* [WHAT TO WORK ON]:
Return each line below that contains the word "ornament", copying every such line in full.
--*--
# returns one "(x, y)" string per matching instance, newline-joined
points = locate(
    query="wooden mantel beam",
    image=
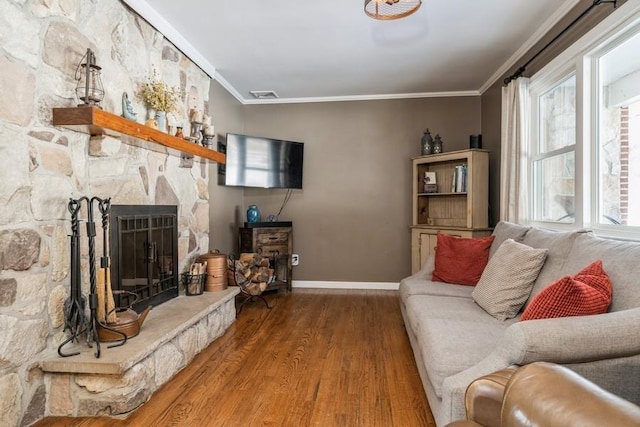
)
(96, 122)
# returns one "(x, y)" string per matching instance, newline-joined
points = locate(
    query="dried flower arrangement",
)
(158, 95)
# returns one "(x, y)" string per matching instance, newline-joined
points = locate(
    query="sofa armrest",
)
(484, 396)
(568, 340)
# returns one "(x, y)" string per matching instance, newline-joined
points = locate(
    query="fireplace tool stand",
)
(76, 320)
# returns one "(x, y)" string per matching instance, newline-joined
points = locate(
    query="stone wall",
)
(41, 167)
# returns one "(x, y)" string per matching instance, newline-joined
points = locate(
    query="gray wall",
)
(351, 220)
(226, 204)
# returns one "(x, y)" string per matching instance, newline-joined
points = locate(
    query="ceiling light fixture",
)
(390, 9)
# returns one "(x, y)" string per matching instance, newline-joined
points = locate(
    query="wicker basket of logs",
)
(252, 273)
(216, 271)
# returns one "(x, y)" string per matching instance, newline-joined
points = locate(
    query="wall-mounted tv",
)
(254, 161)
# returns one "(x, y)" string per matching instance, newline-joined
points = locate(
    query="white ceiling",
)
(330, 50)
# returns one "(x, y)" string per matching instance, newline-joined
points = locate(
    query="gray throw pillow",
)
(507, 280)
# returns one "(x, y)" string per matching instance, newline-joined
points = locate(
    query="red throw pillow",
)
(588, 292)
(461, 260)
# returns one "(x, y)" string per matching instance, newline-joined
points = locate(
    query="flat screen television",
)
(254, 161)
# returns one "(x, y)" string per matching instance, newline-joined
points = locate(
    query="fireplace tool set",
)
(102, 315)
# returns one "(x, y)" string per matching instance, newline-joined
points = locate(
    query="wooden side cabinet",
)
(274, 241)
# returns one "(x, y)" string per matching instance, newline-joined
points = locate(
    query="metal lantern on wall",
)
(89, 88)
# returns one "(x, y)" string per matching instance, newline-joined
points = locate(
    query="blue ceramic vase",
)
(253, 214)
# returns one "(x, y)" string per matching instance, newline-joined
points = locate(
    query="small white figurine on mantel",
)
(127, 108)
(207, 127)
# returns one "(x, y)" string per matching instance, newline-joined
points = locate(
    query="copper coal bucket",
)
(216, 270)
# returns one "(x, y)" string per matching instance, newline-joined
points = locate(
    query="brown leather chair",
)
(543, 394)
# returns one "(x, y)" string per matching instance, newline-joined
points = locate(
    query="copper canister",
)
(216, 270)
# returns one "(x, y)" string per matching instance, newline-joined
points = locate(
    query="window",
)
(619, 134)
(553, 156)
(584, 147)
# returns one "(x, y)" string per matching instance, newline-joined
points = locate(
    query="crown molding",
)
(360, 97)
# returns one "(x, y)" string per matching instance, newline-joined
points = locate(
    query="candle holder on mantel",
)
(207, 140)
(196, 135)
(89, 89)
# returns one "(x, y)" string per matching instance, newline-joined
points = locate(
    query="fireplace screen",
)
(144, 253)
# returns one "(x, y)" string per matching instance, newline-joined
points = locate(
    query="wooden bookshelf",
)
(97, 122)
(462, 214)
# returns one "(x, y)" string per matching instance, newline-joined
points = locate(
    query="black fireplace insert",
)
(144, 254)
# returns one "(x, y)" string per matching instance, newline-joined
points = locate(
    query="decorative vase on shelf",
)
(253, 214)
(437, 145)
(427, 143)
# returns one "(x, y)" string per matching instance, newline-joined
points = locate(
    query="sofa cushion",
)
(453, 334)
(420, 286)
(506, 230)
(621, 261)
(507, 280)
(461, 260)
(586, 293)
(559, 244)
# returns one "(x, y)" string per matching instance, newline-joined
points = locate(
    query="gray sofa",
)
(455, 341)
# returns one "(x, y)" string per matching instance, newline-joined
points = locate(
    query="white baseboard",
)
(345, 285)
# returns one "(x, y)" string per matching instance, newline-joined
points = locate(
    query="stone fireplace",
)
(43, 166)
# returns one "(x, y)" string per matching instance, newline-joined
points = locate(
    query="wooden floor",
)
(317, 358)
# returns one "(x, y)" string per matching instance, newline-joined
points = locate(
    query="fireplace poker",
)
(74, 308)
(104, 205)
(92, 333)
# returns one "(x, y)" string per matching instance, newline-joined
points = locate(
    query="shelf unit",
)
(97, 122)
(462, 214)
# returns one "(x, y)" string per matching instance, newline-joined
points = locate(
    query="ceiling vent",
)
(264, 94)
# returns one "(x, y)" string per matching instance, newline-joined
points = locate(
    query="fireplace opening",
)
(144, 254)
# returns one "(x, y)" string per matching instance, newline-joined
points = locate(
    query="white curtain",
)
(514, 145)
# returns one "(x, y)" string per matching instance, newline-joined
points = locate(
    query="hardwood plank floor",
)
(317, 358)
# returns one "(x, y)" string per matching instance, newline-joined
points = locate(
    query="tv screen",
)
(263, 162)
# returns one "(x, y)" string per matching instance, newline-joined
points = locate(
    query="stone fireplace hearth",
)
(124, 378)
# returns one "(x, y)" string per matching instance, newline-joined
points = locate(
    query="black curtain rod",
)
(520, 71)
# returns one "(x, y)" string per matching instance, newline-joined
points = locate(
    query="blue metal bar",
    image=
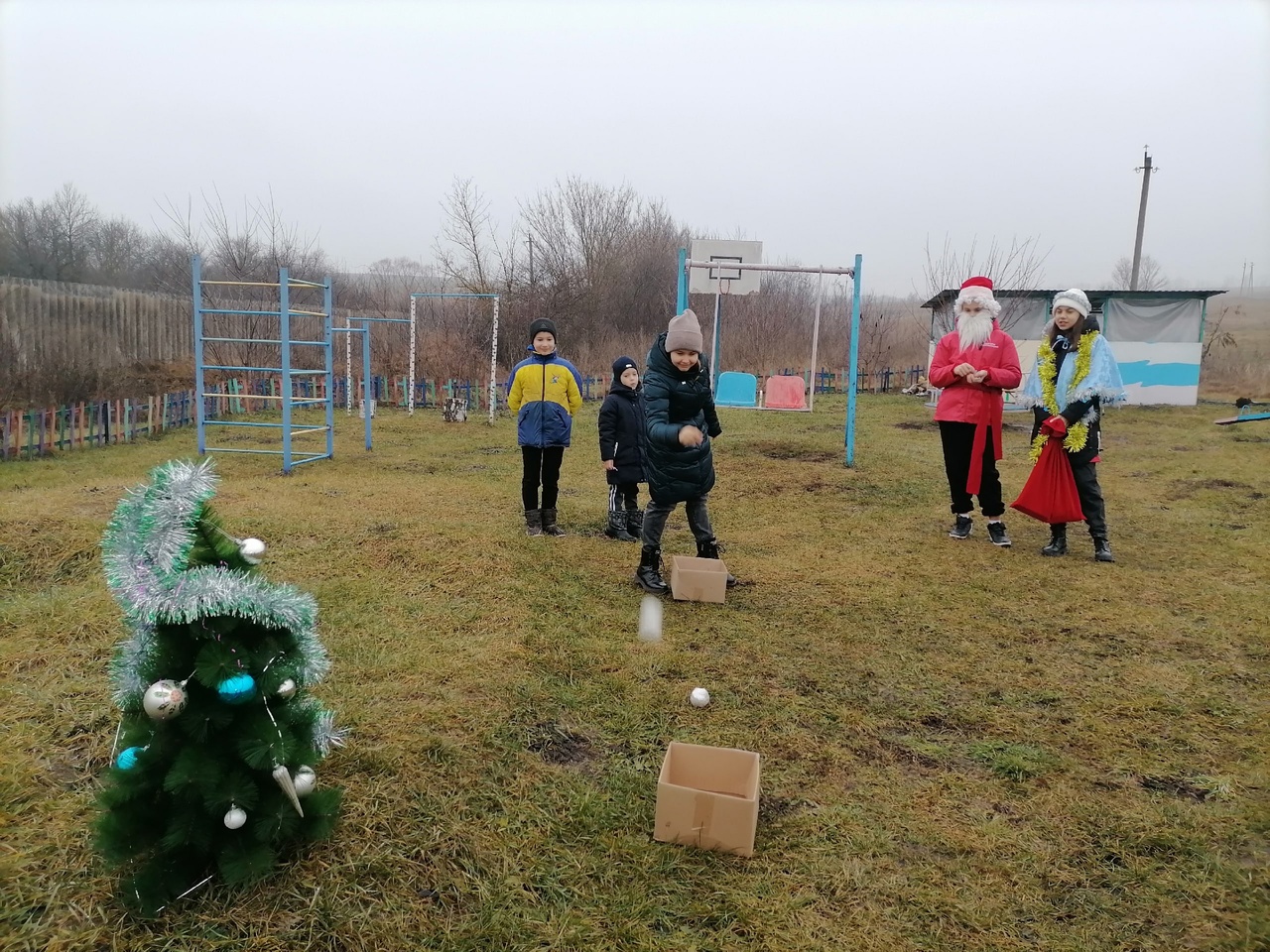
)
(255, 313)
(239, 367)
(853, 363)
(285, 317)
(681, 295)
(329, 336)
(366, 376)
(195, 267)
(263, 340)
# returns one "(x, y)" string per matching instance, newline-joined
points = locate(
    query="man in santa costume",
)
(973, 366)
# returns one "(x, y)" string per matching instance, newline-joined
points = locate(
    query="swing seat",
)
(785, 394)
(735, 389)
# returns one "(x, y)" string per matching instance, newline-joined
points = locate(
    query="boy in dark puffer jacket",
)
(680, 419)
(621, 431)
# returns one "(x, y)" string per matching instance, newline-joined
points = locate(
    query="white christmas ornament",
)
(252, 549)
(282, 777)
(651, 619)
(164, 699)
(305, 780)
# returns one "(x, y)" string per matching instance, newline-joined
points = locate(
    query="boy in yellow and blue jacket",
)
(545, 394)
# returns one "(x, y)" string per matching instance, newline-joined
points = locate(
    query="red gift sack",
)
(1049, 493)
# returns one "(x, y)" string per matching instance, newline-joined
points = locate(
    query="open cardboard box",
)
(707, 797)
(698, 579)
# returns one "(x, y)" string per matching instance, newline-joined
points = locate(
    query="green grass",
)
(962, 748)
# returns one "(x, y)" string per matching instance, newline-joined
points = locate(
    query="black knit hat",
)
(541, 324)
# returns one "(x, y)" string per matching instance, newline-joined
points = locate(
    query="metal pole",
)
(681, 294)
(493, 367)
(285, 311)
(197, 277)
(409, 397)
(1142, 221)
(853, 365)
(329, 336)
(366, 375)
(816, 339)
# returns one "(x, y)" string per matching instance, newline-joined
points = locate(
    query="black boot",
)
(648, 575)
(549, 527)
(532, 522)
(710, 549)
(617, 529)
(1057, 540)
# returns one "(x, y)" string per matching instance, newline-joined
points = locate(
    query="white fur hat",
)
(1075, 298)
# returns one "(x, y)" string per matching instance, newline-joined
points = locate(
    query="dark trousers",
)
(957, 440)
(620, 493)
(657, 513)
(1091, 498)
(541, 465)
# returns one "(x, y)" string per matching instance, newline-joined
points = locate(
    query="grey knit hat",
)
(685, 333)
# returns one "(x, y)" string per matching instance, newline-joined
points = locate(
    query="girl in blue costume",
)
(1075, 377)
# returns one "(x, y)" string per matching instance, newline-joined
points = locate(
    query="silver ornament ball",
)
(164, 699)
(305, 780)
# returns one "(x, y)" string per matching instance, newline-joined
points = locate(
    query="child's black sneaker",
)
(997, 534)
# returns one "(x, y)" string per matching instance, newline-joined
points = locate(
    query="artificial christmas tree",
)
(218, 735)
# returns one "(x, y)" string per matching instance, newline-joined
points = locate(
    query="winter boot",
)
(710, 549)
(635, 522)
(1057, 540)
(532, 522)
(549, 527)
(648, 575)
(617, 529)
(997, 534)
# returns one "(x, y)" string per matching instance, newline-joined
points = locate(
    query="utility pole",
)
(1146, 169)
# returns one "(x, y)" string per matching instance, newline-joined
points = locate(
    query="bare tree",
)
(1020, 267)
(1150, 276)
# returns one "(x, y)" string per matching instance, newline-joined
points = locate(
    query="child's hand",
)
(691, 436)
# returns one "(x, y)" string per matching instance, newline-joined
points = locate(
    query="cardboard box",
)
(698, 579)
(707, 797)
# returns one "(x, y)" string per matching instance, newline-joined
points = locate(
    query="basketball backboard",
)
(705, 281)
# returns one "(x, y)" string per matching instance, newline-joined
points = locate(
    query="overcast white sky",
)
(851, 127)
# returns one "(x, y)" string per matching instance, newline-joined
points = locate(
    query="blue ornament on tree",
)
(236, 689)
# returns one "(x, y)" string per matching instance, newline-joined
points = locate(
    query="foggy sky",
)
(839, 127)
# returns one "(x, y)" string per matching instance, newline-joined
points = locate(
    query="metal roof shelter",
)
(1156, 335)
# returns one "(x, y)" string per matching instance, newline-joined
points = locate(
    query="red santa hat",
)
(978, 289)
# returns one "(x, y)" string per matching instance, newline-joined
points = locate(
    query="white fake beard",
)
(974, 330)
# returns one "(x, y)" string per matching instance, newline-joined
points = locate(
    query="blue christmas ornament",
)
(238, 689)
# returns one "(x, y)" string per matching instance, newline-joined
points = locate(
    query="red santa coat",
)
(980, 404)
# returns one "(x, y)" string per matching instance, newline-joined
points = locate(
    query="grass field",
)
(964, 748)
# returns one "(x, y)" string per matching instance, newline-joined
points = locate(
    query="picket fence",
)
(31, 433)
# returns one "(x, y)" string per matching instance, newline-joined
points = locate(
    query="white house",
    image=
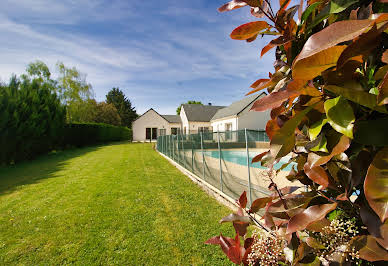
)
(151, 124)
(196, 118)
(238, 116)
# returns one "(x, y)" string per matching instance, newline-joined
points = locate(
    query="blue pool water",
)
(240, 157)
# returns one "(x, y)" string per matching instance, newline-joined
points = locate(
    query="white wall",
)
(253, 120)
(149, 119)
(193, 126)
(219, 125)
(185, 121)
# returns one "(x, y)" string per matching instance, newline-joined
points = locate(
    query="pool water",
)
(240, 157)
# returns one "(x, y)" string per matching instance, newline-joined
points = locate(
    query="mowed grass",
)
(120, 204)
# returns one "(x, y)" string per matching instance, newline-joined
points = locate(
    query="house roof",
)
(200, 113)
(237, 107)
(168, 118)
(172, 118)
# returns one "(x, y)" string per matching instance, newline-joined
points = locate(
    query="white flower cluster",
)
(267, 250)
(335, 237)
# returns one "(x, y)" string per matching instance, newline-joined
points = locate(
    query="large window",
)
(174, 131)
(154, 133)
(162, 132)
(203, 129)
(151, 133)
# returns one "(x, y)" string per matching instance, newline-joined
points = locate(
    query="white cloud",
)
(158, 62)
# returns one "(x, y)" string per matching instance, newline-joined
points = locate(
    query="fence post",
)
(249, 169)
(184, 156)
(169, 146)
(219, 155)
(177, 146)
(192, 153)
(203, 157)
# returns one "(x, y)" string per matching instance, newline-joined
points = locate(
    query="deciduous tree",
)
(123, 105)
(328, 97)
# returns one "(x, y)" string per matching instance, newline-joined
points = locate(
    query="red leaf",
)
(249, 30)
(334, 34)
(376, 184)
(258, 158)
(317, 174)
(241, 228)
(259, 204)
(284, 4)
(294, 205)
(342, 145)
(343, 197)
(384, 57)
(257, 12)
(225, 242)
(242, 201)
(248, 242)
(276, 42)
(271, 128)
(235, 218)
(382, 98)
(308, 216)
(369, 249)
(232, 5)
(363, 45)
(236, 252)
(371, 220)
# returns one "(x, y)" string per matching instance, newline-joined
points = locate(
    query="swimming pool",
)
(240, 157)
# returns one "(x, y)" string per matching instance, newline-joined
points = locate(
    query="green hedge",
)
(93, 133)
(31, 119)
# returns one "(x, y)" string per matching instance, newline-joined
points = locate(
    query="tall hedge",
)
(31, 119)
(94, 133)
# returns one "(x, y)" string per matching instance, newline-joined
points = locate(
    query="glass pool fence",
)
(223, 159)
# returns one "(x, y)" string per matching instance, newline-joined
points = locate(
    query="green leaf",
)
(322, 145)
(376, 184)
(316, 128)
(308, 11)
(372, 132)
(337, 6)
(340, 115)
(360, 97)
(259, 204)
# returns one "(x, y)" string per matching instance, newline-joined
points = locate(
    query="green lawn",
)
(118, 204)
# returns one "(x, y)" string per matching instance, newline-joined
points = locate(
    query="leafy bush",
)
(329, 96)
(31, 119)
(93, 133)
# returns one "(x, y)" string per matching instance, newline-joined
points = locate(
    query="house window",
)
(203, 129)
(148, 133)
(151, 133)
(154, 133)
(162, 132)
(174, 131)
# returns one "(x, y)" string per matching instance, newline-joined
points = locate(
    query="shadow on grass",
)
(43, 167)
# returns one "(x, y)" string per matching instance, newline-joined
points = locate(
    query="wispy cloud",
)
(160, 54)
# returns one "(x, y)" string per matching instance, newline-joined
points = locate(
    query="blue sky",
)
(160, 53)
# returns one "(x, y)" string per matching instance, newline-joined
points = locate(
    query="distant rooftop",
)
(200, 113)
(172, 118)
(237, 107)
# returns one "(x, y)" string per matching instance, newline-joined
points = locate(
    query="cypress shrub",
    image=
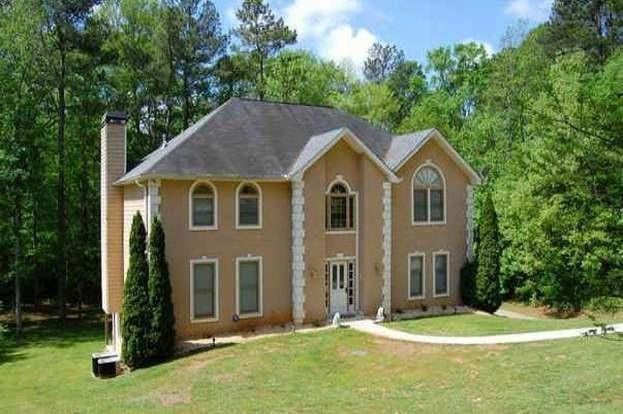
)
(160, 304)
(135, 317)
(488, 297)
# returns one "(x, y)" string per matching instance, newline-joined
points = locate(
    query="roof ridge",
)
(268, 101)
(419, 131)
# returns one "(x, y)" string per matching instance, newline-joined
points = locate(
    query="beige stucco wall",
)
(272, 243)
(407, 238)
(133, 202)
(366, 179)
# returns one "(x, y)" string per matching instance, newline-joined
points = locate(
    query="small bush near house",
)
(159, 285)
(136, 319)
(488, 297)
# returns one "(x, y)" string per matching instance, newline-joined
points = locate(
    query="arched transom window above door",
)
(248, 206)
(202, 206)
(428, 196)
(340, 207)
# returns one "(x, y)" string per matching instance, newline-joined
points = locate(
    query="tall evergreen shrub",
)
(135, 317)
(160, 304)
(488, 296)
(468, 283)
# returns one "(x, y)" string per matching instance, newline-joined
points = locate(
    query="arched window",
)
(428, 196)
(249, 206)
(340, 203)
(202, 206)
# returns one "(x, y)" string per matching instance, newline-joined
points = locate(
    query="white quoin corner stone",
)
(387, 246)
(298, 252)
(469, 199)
--*--
* [EXERCISE RESPONSE]:
    query="white christmas ornament",
    query="silver ornament ball",
    query="blue ornament on tree",
    query="blue christmas ornament",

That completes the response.